Challenges:
**1.** In the article on Fotografiska's expansion, which firm renovated the warehouse complex that will house the Shanghai location?
**2.** Output the passage of the article starting with "The Chelsea Factory, a" and going on through "and financial executives.", with no changes.

Article:
Fotografiska Plots Expansion to Berlin, Shanghai, and Miami
When Fotografiska announced an expansion to New York two years ago, the Stockholm photography hub was laying groundwork for the future. Its new home occupies all six floors of Church Mission House, a landmarked Park Avenue building whose restoration by CetraRuddy won an award from the New York Landmarks Conservancy for its “extraordinary contributions in preserving the city.” Now, as Fotografiska announces expansion plans to Berlin, Shanghai, and Miami by mid-2023, it’s looking to replicate that tried-and-true formula while aiming to become the world’s largest privately owned art museum by multiple measures: number of locations, exhibitions produced per year, and total indoor size.
Each museum will be housed within restorations of historically significant buildings. In Berlin, it’ll take over Kunsthaus Tacheles, an early-1900s structure formerly used as a Jewish Quarter department store renovated by Herzog & de Meuron. The Miami outpost, located in a former industrial factory revamped by Rockwell Group, will neighbor Superblue and the Rubell Museum. In Shanghai, it’ll move into a warehouse complex renovated by Neri & Hu in a rapidly developing cultural district near the site of the 1937 Battle of Shanghai. Leadership and curatorial plans for each location are still under wraps for now, but if the past is prologue, expect programming equally as ambitious as its expansion plans.
In Houston, OMA finishes a giant cultural venue defined by three monumental staircases.
The architecture firm recently wrapped up the first phase of transforming a former U.S. Postal Service building into a cultural venue in downtown Houston. The 500,000-square-foot interior features three monumental staircases—named X, O, and Z after their shapes—that help organize the ground level into zones for cultural, retail, dining, and office. “Their paths are doubled, intertwined, and expanded to provide not just trajectories up to the roof, but places for accidental encounter,” the firm said in a statement. “Each is an instrument to bring people together.”
The Chelsea Factory, a cultural center to foster the performing arts, opens in Manhattan.
Occupying the former plot of the Cedar Lake Contemporary Ballet, the newly opened Chelsea Factory will host artist residencies to help foster practice in music, dance, theater and film. Among the first entrants are choreographers Hope Boykin and Andrea Miller, composer Troy Anthony, and filmmaker Luis G. Santos, each of whom will receive a $10,000 creative stipend. Intended as a five-year “pop-up initiative,” the 14,000-square-foot performance art space will subsidize studio rentals thanks to support from philanthropists and financial executives.
Maya Lin will dismantle her Ghost Forest installation of dead trees into a series of boats.

[Dataset rows]

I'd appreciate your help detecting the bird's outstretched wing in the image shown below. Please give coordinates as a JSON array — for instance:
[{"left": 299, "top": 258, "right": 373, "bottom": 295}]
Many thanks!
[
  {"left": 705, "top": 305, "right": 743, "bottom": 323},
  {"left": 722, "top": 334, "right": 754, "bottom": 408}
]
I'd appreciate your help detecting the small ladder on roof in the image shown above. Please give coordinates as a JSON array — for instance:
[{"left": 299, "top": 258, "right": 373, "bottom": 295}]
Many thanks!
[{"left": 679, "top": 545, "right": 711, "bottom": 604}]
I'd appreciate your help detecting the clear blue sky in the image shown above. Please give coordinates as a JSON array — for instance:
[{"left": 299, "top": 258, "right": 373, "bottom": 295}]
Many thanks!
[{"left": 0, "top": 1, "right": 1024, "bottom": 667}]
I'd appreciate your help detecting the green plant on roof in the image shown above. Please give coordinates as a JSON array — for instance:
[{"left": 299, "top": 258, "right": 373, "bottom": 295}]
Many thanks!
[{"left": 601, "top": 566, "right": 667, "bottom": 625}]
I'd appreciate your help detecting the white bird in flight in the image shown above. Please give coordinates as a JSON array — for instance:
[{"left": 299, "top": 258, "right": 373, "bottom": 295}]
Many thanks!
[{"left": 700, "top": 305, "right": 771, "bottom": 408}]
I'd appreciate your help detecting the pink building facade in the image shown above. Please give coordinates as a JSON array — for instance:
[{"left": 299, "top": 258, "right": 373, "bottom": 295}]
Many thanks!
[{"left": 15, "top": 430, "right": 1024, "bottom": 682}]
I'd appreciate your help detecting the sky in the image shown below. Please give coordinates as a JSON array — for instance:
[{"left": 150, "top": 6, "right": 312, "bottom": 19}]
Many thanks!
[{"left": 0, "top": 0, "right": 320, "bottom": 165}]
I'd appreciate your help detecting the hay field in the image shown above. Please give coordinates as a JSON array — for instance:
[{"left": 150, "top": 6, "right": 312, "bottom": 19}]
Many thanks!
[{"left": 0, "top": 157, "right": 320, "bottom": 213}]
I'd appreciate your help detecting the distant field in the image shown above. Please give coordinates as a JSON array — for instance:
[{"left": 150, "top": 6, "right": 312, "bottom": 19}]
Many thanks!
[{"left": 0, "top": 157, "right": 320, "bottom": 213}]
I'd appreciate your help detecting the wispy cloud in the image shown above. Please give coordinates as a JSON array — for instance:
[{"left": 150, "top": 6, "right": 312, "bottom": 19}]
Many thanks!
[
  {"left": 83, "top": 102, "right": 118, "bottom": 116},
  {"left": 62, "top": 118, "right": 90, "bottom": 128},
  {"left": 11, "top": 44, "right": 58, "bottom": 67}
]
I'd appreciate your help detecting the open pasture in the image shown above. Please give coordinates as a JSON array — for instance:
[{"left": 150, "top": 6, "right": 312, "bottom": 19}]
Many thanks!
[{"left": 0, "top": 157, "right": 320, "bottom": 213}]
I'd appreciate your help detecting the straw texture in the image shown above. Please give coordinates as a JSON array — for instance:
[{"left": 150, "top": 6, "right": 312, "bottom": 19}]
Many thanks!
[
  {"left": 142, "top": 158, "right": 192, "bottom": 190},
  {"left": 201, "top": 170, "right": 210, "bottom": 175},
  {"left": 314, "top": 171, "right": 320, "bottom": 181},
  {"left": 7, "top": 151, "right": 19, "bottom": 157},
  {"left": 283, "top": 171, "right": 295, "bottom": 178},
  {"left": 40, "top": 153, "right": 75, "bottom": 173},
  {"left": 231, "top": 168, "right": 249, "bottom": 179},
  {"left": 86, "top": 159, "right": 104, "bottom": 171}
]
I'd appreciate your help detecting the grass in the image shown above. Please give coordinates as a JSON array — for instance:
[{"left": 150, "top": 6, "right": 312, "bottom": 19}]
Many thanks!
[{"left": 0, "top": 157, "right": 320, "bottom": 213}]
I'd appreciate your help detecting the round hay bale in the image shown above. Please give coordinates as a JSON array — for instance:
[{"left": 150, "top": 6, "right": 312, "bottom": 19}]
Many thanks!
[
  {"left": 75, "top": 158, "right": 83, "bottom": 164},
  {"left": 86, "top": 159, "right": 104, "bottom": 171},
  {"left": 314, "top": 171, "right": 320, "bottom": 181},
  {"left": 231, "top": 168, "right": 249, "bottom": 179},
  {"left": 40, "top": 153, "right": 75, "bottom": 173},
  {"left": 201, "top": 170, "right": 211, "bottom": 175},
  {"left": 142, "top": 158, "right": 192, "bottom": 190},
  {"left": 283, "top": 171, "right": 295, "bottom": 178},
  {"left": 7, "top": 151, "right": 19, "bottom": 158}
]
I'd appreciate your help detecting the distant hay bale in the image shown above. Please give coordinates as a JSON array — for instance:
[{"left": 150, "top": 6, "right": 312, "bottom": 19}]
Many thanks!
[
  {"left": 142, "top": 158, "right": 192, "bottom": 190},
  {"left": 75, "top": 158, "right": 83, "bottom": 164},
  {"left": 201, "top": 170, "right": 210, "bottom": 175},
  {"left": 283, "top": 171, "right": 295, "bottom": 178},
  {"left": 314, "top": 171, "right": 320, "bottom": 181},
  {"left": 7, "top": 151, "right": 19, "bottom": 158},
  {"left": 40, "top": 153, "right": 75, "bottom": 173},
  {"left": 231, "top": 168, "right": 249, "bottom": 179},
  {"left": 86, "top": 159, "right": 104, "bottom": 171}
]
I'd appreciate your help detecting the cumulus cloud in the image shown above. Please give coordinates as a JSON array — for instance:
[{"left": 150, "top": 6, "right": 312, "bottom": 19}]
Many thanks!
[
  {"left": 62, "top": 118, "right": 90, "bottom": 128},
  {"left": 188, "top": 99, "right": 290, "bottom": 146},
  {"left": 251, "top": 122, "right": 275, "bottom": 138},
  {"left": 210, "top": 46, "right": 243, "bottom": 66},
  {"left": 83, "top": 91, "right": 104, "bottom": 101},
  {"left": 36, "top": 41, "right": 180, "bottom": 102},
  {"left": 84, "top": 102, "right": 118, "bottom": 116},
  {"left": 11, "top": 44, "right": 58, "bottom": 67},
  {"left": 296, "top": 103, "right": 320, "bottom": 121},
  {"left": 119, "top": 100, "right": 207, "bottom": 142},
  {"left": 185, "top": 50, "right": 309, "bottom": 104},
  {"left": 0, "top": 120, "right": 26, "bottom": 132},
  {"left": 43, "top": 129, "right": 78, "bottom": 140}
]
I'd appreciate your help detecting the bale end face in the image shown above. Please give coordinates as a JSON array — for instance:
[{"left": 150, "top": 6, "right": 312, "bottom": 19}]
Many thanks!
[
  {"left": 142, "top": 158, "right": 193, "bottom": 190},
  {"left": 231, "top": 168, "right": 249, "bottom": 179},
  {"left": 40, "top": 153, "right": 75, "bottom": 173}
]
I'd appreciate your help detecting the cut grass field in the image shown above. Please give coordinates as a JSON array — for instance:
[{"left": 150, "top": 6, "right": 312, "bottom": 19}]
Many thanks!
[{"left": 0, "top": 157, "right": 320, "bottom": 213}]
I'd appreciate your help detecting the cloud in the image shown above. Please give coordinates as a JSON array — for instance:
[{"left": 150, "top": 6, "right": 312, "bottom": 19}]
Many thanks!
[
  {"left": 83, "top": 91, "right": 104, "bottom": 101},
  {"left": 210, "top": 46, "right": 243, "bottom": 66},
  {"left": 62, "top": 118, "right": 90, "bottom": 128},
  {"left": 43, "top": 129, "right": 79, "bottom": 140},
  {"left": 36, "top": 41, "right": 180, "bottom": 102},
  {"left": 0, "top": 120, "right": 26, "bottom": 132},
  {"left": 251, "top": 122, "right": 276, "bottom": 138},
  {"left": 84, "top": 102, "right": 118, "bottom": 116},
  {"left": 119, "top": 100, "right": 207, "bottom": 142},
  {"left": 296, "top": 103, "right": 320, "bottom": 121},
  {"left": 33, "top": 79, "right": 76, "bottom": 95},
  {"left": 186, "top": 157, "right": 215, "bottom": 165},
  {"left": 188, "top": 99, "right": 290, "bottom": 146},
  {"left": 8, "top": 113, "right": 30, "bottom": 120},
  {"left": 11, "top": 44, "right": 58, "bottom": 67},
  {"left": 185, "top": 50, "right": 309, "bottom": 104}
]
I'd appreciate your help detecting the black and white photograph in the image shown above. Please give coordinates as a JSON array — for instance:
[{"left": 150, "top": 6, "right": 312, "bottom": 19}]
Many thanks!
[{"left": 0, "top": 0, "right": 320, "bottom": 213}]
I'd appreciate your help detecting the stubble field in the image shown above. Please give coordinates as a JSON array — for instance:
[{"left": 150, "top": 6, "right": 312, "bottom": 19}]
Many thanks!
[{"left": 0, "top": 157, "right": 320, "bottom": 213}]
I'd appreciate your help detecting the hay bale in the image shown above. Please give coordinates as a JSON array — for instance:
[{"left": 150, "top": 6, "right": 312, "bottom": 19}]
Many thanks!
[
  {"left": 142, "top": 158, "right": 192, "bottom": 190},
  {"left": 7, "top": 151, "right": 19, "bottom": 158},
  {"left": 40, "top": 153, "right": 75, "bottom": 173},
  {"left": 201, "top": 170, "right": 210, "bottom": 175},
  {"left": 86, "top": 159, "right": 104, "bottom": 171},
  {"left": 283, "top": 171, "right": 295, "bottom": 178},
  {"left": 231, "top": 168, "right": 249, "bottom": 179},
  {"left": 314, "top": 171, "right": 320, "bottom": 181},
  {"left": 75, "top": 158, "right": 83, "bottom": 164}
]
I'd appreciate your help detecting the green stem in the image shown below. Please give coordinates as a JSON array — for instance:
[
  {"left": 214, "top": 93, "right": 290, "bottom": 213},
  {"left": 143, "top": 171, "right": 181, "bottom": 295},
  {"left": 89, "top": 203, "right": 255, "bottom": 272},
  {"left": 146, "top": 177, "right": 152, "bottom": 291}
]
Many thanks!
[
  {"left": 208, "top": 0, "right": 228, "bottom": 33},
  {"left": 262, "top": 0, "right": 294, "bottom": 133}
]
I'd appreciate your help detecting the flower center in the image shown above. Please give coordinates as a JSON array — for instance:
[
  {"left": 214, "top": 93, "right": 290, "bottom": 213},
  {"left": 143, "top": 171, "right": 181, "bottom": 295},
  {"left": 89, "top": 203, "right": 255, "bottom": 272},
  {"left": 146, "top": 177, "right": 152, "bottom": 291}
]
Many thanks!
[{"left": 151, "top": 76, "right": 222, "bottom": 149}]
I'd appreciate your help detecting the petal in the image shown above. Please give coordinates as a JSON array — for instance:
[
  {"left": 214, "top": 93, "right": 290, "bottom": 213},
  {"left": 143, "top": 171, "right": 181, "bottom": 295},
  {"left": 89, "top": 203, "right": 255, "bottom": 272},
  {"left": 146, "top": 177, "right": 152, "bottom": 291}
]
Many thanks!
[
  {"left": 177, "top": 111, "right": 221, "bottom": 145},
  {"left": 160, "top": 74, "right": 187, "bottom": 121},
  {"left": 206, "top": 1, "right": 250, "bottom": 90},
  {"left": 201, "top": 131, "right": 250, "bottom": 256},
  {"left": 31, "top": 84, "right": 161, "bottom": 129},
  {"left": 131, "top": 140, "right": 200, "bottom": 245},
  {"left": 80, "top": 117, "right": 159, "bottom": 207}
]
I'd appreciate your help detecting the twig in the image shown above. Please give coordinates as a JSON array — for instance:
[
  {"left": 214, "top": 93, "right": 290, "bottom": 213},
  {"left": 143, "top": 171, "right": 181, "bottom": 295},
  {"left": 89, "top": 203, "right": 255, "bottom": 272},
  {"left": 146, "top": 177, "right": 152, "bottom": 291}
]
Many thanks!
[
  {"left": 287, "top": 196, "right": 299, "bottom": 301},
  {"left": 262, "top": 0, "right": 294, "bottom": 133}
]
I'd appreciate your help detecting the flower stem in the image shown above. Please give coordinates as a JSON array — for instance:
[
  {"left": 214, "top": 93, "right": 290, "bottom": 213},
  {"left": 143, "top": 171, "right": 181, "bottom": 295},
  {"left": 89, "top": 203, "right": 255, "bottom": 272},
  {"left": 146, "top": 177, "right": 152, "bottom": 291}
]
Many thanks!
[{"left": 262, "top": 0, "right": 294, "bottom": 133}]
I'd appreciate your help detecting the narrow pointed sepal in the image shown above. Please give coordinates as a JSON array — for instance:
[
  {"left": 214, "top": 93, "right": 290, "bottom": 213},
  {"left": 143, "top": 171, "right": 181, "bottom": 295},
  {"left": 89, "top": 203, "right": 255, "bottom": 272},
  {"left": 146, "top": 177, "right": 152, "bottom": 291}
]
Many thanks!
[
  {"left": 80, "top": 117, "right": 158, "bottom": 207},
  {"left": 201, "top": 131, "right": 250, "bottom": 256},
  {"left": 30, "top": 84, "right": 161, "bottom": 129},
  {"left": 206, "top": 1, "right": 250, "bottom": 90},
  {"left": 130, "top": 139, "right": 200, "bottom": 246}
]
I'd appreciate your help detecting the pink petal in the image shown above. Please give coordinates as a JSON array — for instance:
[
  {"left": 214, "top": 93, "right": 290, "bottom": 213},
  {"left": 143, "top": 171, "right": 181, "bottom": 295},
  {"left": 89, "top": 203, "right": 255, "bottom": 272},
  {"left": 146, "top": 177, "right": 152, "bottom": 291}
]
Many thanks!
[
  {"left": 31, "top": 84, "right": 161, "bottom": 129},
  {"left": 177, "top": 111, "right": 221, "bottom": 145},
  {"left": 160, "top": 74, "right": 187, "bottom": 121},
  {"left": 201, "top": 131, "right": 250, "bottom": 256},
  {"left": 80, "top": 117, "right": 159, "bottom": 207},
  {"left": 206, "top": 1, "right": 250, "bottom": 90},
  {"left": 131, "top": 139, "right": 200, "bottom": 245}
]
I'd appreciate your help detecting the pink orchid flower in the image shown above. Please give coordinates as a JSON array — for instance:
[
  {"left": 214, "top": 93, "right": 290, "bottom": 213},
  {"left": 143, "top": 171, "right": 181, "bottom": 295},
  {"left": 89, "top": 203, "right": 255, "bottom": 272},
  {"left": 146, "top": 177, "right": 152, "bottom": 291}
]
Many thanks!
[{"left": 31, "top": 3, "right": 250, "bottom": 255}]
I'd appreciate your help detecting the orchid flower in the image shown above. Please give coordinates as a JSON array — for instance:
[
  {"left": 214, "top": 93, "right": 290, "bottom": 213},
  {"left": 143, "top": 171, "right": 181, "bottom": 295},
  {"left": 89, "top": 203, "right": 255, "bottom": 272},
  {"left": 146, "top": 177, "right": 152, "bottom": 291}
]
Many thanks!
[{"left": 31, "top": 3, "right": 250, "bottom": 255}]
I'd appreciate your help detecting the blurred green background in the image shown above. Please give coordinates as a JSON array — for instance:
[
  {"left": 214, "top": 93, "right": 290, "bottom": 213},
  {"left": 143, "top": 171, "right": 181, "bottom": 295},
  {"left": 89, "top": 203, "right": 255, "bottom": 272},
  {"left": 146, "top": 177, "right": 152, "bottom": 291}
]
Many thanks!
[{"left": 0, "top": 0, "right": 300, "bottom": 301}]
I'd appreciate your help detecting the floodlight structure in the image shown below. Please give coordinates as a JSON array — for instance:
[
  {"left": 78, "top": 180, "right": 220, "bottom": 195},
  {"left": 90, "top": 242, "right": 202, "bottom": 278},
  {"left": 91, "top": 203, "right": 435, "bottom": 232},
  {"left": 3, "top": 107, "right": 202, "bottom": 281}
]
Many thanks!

Answers for the tasks:
**1.** Neri & Hu

**2.**
The Chelsea Factory, a cultural center to foster the performing arts, opens in Manhattan.
Occupying the former plot of the Cedar Lake Contemporary Ballet, the newly opened Chelsea Factory will host artist residencies to help foster practice in music, dance, theater and film. Among the first entrants are choreographers Hope Boykin and Andrea Miller, composer Troy Anthony, and filmmaker Luis G. Santos, each of whom will receive a $10,000 creative stipend. Intended as a five-year “pop-up initiative,” the 14,000-square-foot performance art space will subsidize studio rentals thanks to support from philanthropists and financial executives.